My Journey Through Code Debris

Today after watching Uri Lavi and Ade Oshineye's informal talk at GDD11 event in Tel-Aviv, i've thought that it is an incredible idea if people from the community will share a post about how they started out their journey. What made them choose this path, what helped them, what excited them and what didn't.

In this post I'm going to write about few situations that i faced through my journey and what i learned from them.


I read quite a few posts on how people got into programming and many start with "My father brough a PDP from work...", well my Mother holds a Masters degree in Computer Science and back at the day she worked in a nearby college as an operator, but "In Soviet Russia you don't bring a computer home, you bring yourself to a computer" because they were freaking huge even at the late 80's. In fact the first computer that we got was Pentium 500Mhz in year 2000. Neverless, the view of wardrobe sized computers and a room filled with terminals ignited my interest.

You don't need a computer to program, but a good imagination. For years i was writing and running snippets in my head and tried them on a computer when i had a chance. Being able to code anywhere is a good training for your mind.


Mainframecomputer

 

I learnt actual programming at 6th grade. My computers teacher Sergei Lukin(who had a huge impact on me) at that time was writing a book called "Turbo Pascal 7.0 a guide for beginners" and he happily agreed to teach me and few other students the basics of programming. We were meeting after school hours at the computer lab and learning using the draft of his book, doing all excercise and getting helpful tips from him, the group quickly reduced to 2 people, but he still kept spending time with us at the evening for what i'm very thankful.

This experience taught me that there's always people who are willing to share and spend their time to help you increase your knowledge. If you can't find one then you're not looking hard enough.

When I was 14 I've spent almost a year in Mumbay with my father who had some business there. I went to a "IT college" to study C/C++ and that was the first time I faced the realities of software industry. People that I met there didn't care about the craft and didn't find it exciting at all, they took 24 different courses starting from C and ending with sql and had skills of below avarage in each of the subjects they learnt. As a kid i never thought of this craft as a source of income and this experience shocked me and still does.

There's a lot of programmers in the world, even more than we need, but there's not a lot good programmers. You can't get good at something without being passionate about it.

 

The-matrix

 

At one point i got into MUDs and decided to figure out how they work. I got my hands on a code base called CircleMUD that was written by Jeremy Elson. My mind was blown off. I hacked through it for a few weeks modifying and adding new functionality which was extremely fun. I ended up borrowing some coding style and loads of new useful techniques that I still apply in my code.

Reading other peoples code will greatly improve your skills especially if the person who wrote it is much more experienced than you. Reading advanced code could be very difficult, but the benefits of not giving up to understand it are worth any time that you will spend.

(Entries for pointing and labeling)
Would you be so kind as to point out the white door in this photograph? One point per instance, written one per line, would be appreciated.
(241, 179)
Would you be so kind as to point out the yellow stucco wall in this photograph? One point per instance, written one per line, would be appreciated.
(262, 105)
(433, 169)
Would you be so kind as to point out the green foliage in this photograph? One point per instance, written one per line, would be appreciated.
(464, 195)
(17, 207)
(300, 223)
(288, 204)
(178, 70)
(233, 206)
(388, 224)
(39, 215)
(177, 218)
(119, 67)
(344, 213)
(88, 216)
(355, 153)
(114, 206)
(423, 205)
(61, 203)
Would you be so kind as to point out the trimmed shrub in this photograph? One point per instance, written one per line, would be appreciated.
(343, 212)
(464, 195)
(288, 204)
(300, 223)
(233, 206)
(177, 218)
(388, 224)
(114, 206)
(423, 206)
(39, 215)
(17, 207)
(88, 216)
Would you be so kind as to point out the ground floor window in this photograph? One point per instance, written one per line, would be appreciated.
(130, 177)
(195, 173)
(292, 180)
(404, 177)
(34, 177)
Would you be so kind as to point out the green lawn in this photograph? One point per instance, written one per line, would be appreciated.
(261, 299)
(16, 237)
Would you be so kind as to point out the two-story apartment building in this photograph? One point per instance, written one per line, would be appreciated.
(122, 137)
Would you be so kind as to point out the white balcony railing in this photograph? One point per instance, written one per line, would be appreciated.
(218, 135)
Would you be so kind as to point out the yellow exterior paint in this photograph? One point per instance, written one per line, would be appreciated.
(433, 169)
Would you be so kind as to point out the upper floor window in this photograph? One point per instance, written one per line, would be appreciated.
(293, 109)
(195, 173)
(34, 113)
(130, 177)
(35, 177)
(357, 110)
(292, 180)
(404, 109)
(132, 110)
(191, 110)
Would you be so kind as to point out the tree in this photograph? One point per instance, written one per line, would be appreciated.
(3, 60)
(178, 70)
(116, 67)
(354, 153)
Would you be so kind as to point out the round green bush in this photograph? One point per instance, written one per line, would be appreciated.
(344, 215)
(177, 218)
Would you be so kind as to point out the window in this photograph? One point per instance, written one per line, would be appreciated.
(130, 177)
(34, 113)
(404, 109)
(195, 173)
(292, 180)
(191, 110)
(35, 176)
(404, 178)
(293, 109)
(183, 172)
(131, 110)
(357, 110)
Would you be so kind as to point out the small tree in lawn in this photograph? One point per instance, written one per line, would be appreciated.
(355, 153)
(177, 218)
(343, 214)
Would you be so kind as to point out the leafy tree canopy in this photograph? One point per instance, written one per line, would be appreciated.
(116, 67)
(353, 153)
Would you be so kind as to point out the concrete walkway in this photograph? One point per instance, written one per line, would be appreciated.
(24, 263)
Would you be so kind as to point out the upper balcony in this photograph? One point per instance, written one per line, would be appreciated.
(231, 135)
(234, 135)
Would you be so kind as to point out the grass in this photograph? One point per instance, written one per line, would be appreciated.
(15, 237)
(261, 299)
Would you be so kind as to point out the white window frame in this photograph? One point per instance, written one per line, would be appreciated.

▶ **Set of tasks**:
1. List every person mentioned by name in the post about a programming journey.
2. Output the entries verbatim, everything from the line containing "Would you be so kind as to point out the grass" down to the final line of the entries, both included.
The post about a programming journey and the entries have no connection to each other.

▶ **Answers to the exercises**:
1.
Uri Lavi
Ade Oshineye
Sergei Lukin
Jeremy Elson

2.
Would you be so kind as to point out the grass in this photograph? One point per instance, written one per line, would be appreciated.
(15, 237)
(261, 299)
Would you be so kind as to point out the white window frame in this photograph? One point per instance, written one per line, would be appreciated.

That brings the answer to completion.